### Written problem
Gather every line in the listing below that contains the word "trousers", and copy each one in full.

### Extracted listing
****************************************
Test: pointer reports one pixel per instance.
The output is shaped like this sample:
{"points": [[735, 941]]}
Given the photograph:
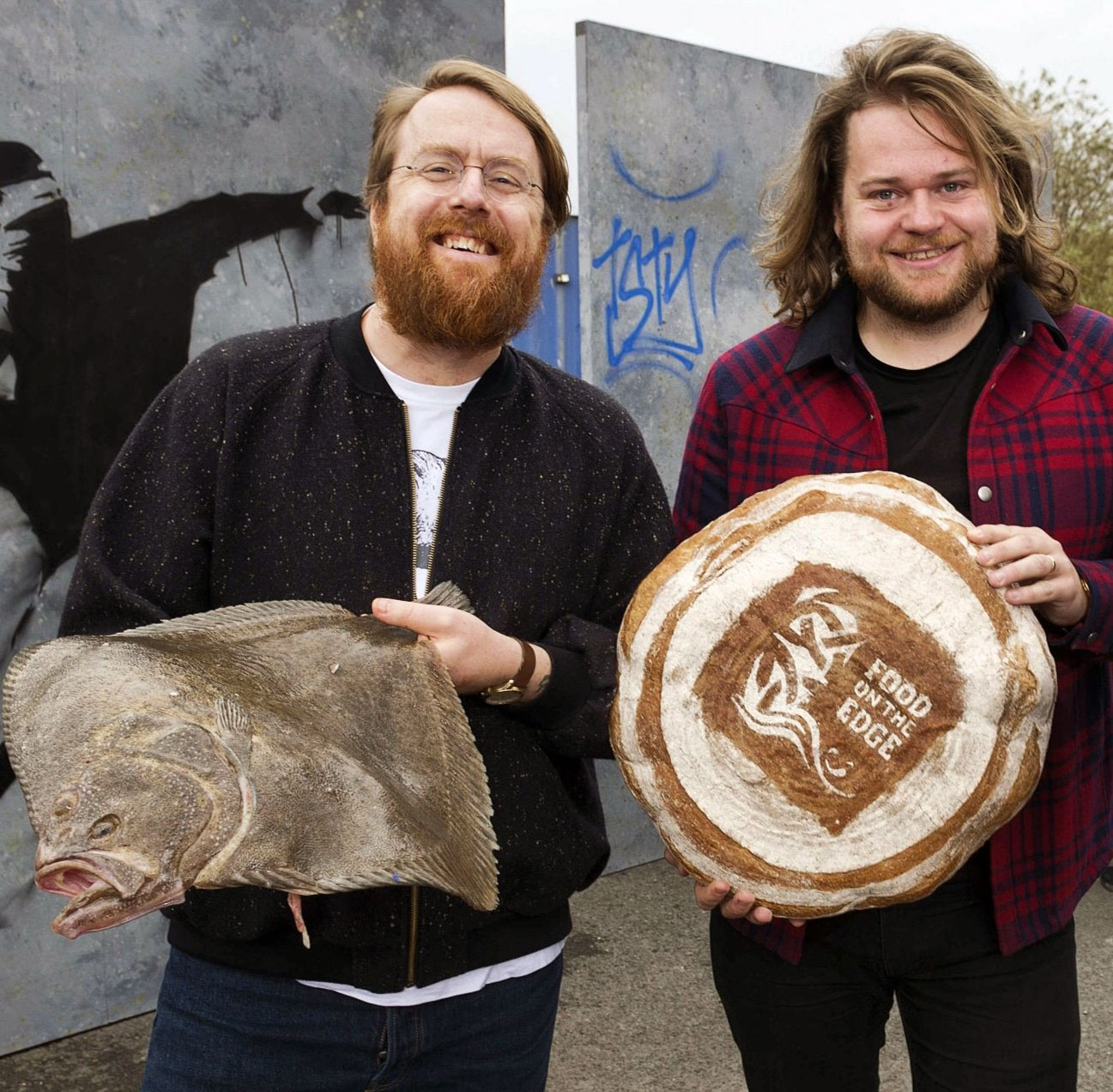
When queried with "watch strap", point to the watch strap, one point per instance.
{"points": [[512, 689]]}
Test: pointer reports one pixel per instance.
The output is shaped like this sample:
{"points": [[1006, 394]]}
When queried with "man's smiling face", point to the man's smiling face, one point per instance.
{"points": [[916, 222], [453, 266]]}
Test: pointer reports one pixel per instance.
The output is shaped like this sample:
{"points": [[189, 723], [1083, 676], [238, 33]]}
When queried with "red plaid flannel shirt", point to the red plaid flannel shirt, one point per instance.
{"points": [[1040, 451]]}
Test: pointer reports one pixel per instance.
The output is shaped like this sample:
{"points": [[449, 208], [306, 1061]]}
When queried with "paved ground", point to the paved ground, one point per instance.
{"points": [[638, 1010]]}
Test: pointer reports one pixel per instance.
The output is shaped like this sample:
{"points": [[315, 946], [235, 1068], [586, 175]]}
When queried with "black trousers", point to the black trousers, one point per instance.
{"points": [[975, 1021]]}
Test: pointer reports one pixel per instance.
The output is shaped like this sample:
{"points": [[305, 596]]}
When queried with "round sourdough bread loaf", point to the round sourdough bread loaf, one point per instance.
{"points": [[821, 699]]}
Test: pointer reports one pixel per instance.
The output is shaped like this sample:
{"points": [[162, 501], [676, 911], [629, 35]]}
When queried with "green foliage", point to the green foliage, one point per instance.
{"points": [[1082, 194]]}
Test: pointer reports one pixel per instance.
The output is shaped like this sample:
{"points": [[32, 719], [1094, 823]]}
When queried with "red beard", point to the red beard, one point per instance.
{"points": [[468, 310]]}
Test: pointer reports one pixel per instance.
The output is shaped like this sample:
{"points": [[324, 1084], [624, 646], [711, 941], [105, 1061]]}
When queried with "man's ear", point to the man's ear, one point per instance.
{"points": [[374, 217]]}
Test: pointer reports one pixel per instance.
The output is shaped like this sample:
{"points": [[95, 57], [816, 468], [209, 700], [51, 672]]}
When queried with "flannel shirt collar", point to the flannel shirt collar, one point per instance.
{"points": [[828, 334]]}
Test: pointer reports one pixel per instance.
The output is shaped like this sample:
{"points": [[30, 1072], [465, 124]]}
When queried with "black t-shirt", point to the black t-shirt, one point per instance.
{"points": [[926, 412]]}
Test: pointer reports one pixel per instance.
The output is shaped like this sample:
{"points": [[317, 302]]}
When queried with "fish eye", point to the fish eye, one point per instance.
{"points": [[105, 826], [64, 804]]}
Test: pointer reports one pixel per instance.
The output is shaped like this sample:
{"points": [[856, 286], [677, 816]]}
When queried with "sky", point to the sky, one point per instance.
{"points": [[1070, 39]]}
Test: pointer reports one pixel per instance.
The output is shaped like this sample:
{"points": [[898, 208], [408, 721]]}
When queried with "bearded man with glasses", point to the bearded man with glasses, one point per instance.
{"points": [[362, 461]]}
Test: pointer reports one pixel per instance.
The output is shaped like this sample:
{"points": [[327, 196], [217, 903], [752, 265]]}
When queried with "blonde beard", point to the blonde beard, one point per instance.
{"points": [[472, 310]]}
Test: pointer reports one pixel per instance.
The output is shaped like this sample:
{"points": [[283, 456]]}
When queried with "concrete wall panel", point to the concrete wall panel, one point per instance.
{"points": [[675, 145]]}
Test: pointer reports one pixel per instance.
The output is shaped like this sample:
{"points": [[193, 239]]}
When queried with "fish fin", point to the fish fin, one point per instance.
{"points": [[448, 593], [294, 901], [206, 622], [232, 721]]}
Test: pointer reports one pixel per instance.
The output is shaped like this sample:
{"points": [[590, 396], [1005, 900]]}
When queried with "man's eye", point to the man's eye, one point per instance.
{"points": [[501, 180]]}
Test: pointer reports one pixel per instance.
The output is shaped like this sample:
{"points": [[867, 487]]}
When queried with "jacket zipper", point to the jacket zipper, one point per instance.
{"points": [[414, 889]]}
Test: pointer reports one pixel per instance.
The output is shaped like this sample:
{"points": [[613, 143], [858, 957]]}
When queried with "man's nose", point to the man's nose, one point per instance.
{"points": [[922, 213], [471, 190]]}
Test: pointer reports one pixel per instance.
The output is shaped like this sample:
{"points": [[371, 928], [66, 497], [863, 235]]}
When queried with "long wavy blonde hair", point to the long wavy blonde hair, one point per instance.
{"points": [[922, 72]]}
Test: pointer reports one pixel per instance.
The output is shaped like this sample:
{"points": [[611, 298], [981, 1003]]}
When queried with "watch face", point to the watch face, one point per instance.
{"points": [[503, 696]]}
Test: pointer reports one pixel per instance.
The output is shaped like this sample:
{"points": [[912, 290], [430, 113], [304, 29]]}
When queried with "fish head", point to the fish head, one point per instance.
{"points": [[130, 834]]}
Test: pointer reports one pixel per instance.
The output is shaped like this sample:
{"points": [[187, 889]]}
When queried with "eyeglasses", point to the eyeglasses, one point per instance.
{"points": [[503, 179]]}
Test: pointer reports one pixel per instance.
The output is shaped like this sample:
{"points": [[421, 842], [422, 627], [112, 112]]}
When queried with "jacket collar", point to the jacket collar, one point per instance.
{"points": [[351, 351], [829, 332]]}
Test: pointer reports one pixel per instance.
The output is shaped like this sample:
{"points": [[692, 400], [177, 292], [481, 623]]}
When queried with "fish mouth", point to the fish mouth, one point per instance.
{"points": [[98, 900]]}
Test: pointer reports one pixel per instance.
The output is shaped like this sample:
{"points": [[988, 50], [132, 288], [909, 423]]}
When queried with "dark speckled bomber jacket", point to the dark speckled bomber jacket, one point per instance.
{"points": [[275, 466]]}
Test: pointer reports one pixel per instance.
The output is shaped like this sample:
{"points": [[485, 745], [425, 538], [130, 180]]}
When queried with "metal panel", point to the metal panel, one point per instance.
{"points": [[553, 333], [675, 145], [193, 171]]}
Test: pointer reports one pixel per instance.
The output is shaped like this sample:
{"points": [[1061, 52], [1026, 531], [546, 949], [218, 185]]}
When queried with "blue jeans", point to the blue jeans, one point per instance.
{"points": [[221, 1028]]}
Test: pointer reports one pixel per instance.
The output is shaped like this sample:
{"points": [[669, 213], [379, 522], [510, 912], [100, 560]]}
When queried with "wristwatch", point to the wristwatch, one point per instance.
{"points": [[510, 691]]}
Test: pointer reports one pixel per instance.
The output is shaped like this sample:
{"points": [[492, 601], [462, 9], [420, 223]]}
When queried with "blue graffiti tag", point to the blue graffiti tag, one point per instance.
{"points": [[652, 312], [645, 280]]}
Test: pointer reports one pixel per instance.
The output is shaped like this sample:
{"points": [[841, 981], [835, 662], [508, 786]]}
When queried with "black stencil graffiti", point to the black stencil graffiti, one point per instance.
{"points": [[90, 331]]}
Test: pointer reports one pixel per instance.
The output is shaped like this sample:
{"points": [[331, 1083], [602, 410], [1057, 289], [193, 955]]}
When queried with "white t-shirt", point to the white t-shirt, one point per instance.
{"points": [[431, 411]]}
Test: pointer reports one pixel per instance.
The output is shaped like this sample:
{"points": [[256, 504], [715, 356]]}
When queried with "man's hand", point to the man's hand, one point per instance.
{"points": [[1033, 570], [731, 903], [475, 655]]}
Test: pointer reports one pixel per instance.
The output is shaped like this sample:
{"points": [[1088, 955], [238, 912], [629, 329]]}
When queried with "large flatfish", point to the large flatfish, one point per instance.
{"points": [[286, 745]]}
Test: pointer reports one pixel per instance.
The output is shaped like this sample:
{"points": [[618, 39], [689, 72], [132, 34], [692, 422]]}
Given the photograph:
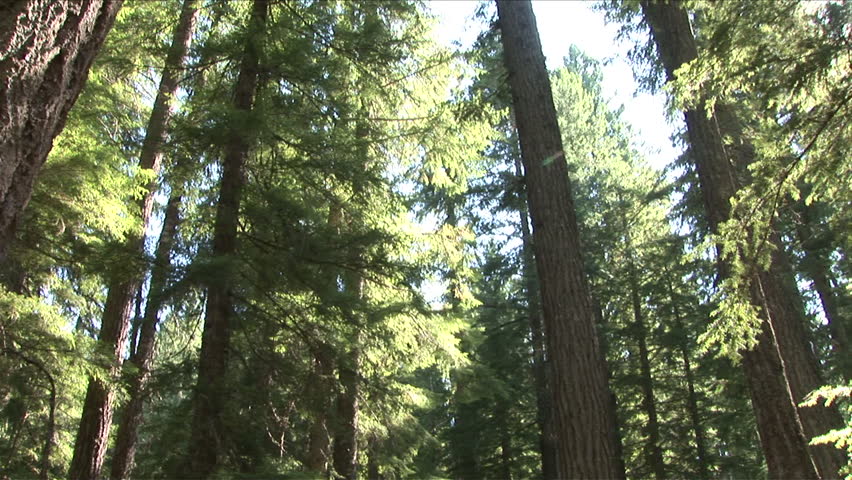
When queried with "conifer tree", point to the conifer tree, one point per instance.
{"points": [[47, 50], [585, 444]]}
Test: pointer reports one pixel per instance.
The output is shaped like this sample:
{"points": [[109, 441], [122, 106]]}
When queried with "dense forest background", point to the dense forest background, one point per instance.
{"points": [[303, 239]]}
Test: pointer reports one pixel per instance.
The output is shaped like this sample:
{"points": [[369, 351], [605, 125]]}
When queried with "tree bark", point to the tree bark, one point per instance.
{"points": [[97, 411], [46, 50], [142, 359], [346, 433], [208, 436], [691, 397], [321, 387], [653, 450], [781, 433], [546, 440], [584, 421], [816, 265]]}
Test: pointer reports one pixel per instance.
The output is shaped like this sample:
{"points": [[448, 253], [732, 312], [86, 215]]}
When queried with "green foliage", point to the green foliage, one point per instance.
{"points": [[840, 438]]}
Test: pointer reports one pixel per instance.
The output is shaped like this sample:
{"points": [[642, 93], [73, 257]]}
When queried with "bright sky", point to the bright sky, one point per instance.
{"points": [[566, 22]]}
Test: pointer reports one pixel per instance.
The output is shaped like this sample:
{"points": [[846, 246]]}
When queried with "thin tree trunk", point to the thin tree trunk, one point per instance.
{"points": [[781, 433], [320, 394], [93, 434], [50, 434], [373, 467], [208, 436], [653, 450], [546, 439], [505, 441], [346, 433], [142, 359], [692, 397], [817, 267], [46, 50], [579, 384]]}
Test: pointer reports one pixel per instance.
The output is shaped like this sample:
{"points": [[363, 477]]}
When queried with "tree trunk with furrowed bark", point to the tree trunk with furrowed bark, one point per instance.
{"points": [[46, 50], [582, 412], [782, 368]]}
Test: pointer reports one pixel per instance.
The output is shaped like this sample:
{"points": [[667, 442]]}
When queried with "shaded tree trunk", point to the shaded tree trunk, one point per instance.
{"points": [[781, 433], [703, 469], [208, 436], [505, 441], [46, 50], [320, 396], [653, 450], [97, 411], [579, 384], [546, 439], [346, 433], [142, 359], [816, 265]]}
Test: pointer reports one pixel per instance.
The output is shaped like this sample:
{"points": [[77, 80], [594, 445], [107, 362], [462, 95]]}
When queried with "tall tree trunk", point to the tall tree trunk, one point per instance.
{"points": [[142, 359], [346, 433], [502, 413], [781, 432], [320, 394], [373, 467], [703, 468], [653, 450], [579, 384], [208, 436], [92, 436], [46, 50], [546, 439], [816, 265]]}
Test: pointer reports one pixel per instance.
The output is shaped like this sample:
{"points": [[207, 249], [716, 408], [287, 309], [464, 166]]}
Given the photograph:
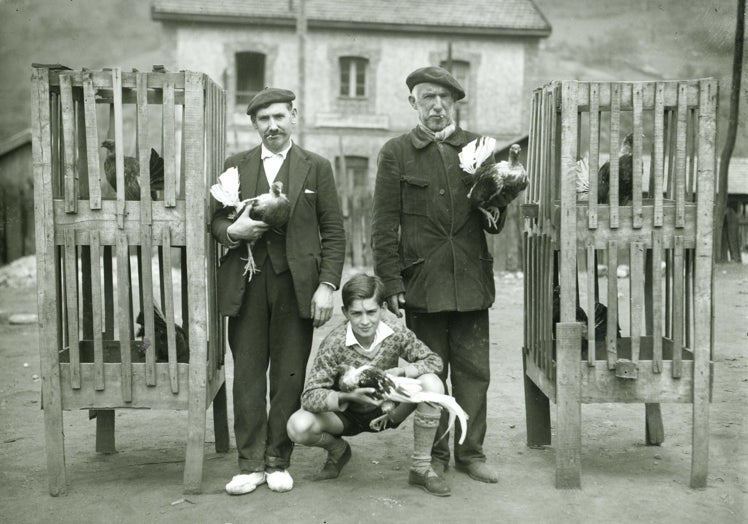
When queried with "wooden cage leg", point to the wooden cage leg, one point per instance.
{"points": [[568, 406], [537, 412], [220, 420], [105, 431], [655, 431]]}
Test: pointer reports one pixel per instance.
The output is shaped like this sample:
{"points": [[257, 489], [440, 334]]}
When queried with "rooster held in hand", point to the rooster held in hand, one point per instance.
{"points": [[132, 172], [497, 184], [394, 390]]}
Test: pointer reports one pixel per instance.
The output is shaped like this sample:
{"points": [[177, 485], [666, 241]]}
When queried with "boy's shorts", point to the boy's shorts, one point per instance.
{"points": [[355, 422]]}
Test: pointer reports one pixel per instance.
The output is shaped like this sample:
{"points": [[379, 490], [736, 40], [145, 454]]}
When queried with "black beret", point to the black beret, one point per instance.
{"points": [[435, 75], [269, 95]]}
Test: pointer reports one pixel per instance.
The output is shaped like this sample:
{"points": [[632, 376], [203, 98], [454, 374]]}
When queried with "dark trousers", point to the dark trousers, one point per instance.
{"points": [[270, 344], [461, 340]]}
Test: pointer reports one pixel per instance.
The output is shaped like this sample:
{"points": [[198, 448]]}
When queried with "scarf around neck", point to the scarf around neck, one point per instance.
{"points": [[438, 136]]}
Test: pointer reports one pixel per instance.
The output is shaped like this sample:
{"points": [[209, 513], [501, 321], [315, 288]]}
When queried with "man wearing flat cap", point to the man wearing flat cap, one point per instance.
{"points": [[430, 250], [272, 315]]}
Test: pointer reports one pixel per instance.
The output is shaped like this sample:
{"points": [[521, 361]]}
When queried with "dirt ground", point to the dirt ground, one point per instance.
{"points": [[622, 479]]}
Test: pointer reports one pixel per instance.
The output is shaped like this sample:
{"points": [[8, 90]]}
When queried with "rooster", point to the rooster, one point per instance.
{"points": [[161, 342], [495, 185], [132, 172], [394, 390], [625, 176]]}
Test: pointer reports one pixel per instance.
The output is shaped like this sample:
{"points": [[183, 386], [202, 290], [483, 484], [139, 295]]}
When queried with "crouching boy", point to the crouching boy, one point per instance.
{"points": [[371, 336]]}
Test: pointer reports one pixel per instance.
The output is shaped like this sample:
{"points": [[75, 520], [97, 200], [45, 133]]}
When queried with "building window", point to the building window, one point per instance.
{"points": [[353, 76], [250, 75], [356, 175]]}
****************************************
### Answer
When queried with "black trousers", point to the black trousers, one point per instance.
When queried with "dark trousers", point to the dark trousers, one point per instance.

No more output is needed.